- **TASK GOAL**:
Each entry needs to be duplicated exactly.

§

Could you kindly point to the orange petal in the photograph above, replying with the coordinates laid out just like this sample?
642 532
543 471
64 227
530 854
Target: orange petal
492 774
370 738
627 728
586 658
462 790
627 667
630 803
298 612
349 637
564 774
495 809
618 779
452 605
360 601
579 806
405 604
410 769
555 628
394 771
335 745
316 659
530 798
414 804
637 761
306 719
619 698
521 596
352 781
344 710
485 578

§

- **RESULT OF THIS TASK**:
Could you kindly point to the orange petal in the photograph above, replying with the coordinates laid out just like this sample?
642 532
543 471
64 227
530 854
Target: orange petal
492 774
370 738
627 728
586 658
462 790
627 667
630 803
298 612
349 637
564 774
495 809
618 779
452 605
360 601
579 806
405 604
410 769
555 628
394 771
335 745
316 659
530 798
414 804
637 761
306 719
619 698
521 596
352 781
344 710
485 578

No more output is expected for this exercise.